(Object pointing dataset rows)
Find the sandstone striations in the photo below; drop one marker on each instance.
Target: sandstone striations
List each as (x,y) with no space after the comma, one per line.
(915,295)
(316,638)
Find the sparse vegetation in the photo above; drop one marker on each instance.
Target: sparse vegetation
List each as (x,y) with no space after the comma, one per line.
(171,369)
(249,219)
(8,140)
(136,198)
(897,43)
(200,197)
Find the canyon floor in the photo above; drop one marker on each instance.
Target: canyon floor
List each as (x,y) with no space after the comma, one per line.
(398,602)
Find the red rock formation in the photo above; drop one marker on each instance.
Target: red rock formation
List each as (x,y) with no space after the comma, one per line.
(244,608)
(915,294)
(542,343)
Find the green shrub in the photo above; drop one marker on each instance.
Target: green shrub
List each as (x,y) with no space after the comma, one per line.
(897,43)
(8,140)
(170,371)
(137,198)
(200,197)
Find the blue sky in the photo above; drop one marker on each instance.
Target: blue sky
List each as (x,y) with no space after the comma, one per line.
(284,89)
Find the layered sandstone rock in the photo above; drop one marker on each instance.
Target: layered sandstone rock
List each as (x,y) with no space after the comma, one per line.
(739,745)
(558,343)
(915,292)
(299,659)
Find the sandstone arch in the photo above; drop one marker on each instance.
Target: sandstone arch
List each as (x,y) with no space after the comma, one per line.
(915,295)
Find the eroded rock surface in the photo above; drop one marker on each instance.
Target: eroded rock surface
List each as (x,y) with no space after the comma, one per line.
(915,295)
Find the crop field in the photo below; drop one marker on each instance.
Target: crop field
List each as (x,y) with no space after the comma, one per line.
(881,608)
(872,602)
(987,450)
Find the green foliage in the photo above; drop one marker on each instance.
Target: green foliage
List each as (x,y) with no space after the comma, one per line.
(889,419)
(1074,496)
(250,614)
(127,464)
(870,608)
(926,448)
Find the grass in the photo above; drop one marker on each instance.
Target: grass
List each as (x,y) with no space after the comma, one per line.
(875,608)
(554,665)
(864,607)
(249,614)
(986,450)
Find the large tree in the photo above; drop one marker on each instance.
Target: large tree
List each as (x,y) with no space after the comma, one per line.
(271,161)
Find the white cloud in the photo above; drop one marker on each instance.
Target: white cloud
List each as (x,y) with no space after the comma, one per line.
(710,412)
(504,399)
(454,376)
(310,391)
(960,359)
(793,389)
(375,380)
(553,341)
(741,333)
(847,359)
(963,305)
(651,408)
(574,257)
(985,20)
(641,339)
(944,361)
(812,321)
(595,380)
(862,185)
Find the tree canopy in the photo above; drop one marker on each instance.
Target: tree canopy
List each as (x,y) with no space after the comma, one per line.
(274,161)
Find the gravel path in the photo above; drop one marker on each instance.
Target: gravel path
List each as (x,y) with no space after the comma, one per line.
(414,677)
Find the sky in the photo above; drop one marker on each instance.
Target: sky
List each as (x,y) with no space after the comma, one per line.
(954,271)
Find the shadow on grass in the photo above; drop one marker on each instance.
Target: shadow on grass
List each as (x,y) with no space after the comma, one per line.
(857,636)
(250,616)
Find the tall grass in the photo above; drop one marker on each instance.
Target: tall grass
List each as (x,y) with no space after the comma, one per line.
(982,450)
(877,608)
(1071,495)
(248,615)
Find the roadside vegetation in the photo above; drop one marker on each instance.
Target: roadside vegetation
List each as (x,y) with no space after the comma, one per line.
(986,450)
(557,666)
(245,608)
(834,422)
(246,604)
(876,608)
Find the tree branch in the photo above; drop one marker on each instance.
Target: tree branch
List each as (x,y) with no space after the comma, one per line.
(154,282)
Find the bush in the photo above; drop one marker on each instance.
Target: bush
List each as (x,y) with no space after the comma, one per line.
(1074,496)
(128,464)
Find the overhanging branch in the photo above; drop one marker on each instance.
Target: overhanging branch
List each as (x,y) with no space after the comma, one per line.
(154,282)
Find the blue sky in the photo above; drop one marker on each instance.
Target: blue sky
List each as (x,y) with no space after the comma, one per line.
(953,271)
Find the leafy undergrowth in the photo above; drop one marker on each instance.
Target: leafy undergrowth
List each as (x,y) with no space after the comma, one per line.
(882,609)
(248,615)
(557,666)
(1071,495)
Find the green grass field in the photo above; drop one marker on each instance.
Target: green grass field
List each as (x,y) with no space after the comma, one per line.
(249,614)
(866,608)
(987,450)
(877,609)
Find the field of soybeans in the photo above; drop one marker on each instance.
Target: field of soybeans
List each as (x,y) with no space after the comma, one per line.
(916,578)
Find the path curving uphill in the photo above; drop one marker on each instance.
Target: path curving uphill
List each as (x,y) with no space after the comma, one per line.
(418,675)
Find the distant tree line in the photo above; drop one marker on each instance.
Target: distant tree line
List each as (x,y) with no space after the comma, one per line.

[AIM OF THE EXERCISE] Write out, word for word, every line from the one containing "Find the bush" through the last line of the records above.

[ANSWER]
Find the bush in the photo above; drop one marker on each instance.
Target: bush
List each as (x,y) with no space after the comma, one per line.
(1074,496)
(128,464)
Find the overhanging branch in the photo above; drop one marker on each instance.
Target: overhanging branch
List each as (x,y) with no space after the comma, one per line.
(154,282)
Find the blue sky in the photo above; drop one marker on each instance.
Target: blue sky
List each as (x,y) with no space after the comma, one per line.
(953,271)
Find the leafy undergrowth in the photo above; drop one marker on each instance.
Target: leafy undergrowth
List each as (x,y) with no space after the comma, one per line.
(882,609)
(248,615)
(557,666)
(1071,495)
Find the green grass field in the photo above; drop one marker on each instance.
Target: green grass field
List each as (x,y) with no space after the comma, one per line.
(249,614)
(866,608)
(987,450)
(877,609)
Find the field of soybeans in the photo above; drop one marker on each instance.
Target: field of soybeans
List each as (x,y) with no space after the comma, one per line.
(916,578)
Find the path curving uphill in the photo above; drop one marker on each instance.
Target: path curving uphill
List each as (x,y) with no space after the comma, one per line.
(418,675)
Find the distant tree line in the photo above; drop one marker on each instance.
Target: distant tree line
List each as (x,y) with no space after the comma, one per line.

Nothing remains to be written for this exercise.